#### DESCRIPTION OF THE TASK:
Recast all the lines below as a JSON list of strings, one string per line, with blank lines left out.
--- begin INFORMATION SHOWN ---
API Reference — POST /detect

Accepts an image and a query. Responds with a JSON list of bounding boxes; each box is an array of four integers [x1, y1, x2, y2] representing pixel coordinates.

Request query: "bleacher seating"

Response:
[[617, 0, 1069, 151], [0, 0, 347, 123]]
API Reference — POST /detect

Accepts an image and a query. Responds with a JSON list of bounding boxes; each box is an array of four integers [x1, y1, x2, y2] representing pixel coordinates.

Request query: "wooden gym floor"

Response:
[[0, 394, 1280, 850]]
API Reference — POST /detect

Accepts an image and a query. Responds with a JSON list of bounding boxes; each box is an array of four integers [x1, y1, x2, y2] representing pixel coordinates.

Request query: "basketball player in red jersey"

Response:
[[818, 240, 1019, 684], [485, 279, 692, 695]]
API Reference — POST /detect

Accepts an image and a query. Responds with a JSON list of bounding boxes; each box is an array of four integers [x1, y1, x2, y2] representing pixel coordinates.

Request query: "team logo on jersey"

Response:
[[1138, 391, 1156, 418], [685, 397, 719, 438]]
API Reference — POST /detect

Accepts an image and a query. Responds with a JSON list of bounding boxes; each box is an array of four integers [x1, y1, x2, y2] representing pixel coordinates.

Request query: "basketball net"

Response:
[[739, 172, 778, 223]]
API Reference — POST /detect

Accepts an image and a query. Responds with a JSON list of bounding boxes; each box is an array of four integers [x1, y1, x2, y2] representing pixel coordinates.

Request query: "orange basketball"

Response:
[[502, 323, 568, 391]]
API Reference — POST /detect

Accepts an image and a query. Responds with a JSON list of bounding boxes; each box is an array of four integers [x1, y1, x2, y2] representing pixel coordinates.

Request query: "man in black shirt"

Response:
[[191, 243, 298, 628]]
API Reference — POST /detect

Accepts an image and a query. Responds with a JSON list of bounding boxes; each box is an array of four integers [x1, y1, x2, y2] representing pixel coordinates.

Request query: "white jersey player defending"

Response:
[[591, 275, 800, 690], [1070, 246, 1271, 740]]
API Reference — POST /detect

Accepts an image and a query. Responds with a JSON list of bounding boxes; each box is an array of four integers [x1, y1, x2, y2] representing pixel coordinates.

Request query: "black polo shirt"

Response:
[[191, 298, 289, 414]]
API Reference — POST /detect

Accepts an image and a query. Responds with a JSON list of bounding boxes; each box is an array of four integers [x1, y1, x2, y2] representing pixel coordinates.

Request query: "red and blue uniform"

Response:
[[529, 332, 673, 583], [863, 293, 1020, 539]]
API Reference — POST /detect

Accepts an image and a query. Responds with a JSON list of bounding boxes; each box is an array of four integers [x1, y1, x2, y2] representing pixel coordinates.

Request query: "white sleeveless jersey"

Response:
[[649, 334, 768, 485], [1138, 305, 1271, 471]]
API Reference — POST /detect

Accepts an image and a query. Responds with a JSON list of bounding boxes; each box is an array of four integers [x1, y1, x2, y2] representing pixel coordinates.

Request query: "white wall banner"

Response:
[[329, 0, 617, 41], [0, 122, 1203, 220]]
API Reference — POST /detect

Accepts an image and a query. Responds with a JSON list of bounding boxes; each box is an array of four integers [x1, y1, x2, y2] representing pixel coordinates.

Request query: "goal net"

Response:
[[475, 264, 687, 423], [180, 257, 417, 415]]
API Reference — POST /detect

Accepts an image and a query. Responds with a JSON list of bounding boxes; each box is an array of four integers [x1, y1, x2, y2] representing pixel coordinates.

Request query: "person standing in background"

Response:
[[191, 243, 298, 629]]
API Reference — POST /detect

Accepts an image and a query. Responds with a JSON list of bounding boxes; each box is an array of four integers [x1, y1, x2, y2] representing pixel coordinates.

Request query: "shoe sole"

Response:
--- end INFORMATION SHOWN ---
#### WRITTEN ANSWER:
[
  "API Reference — POST /detect",
  "Accepts an image and a query. Responds with a JSON list of bounding boxes; each box is an array of four integers [x1, y1, x2, y2] representing pixel coordinates.",
  "Request query: \"bleacher seating\"",
  "Response:",
  "[[617, 0, 1069, 151], [0, 0, 347, 123]]",
  "API Reference — POST /detect",
  "Accepts an image and a query. Responds with a JSON list of bounding boxes; each box is an array of four integers [x1, y1, x2, y2] representing pixel coordinates.",
  "Request query: \"wooden gym floor\"",
  "Response:",
  "[[0, 394, 1280, 850]]",
  "API Reference — POST /detect",
  "Accepts an image and a query. Responds with a JSON list of bounding boxes; each box is an array of four integers [x1, y1, x2, y2] representing pixel coordinates.",
  "Request query: \"basketball player in red jersey\"",
  "Response:",
  "[[818, 240, 1019, 684], [485, 279, 692, 695]]",
  "API Reference — POST /detect",
  "Accepts an image and a query. Responds with a JSON list of bounding boxes; each box is an array of four integers [x1, y1, x2, y2] representing pixel coordinates.",
  "Request query: \"team logo on jersey\"",
  "Response:",
  "[[1138, 391, 1156, 418], [685, 397, 719, 438]]",
  "API Reference — POST /detect",
  "Accepts an image and a query. Responds with a JSON list of bounding boxes; each box is an array of four integers [x1, y1, x2, y2] representing pixel coordinates.",
  "Request query: \"basketball net\"",
  "Response:",
  "[[739, 172, 778, 223]]",
  "API Reference — POST /detect",
  "Accepts an image and a query. Responds with a JSON list of bounding boxes; each box is an array of four integers [x1, y1, x2, y2] representing pixel coordinates.",
  "Request query: \"orange basketball\"",
  "Response:",
  "[[502, 323, 568, 391]]",
  "API Reference — POST /detect",
  "Accepts an image and a query. Responds with a JSON list of bounding boxes; each box is an array of four integers [x1, y1, x2, y2] representing pixel coordinates.",
  "Request query: \"man in black shirt\"",
  "Response:",
  "[[191, 243, 298, 628]]",
  "API Reference — POST /detect",
  "Accepts an image and a query. Responds with a JSON list of bounding boxes; each box is an array of four integers [x1, y1, x2, y2] representing pixel coordinates.",
  "Request query: \"white jersey player defending\"",
  "Response:",
  "[[591, 275, 800, 690], [1070, 246, 1271, 740]]",
  "API Reference — POST /detect",
  "Accepts an image and a query. Responds with a JSON list of bounding boxes; each box is an array of four integers [x1, y1, x2, y2] representing pixel coordinates.",
  "Request query: \"black polo shirt\"",
  "Response:",
  "[[191, 298, 289, 414]]",
  "API Reference — POST /detect",
  "Accepts an image and a query. Responds with a JSON list of bounding boxes; each box is an array of four integers [x1, y1, x2, y2] representing pixel coordinates.",
  "Request query: \"red and blue uniform\"",
  "Response:",
  "[[529, 332, 673, 583], [863, 293, 1020, 539]]",
  "API Reference — POST /detect",
  "Accepts an image and a query. Responds with a JSON list of bounding boxes; each box is an array of four integers [x1, y1, x2, y2] representing pixel coordinates.",
  "Request query: \"white sleeveless jersey\"",
  "Response:",
  "[[649, 334, 768, 485], [1138, 305, 1271, 471]]",
  "API Reference — POST /detect",
  "Accepts an image and a query. Responds with a JSON list of bounding boxes; each box is an array of four integers [x1, y1, x2, y2] representing pixel coordinates.",
  "Request query: \"white wall banner\"",
  "Response:",
  "[[329, 0, 617, 41], [0, 122, 1203, 220]]",
  "API Reference — POST /detect",
  "Accepts an image and a query. Responds with a JSON list of bounding boxes; each box is an array of four integers [x1, y1, x2, y2] representing pixel coordinates.",
  "Request query: \"goal net\"",
  "Response:",
  "[[475, 264, 687, 423], [180, 257, 417, 415]]",
  "API Reference — POST /detect",
  "Accepts an image and a query. Responds with a JSON list of bounding boxes; each box is an array of four integers [x1, y1, x2, y2] representing pixel coordinates.",
  "Request query: \"person standing in background\"",
  "Response:",
  "[[191, 243, 298, 629]]",
  "API Reference — POST /detect",
  "Accepts an image and a query. Responds with a JSON list of bounding boxes; each box is an array of four integers [x1, y1, x2, y2] representing pixel coordinates.",
  "Request query: \"shoe sole\"",
  "Response:"
]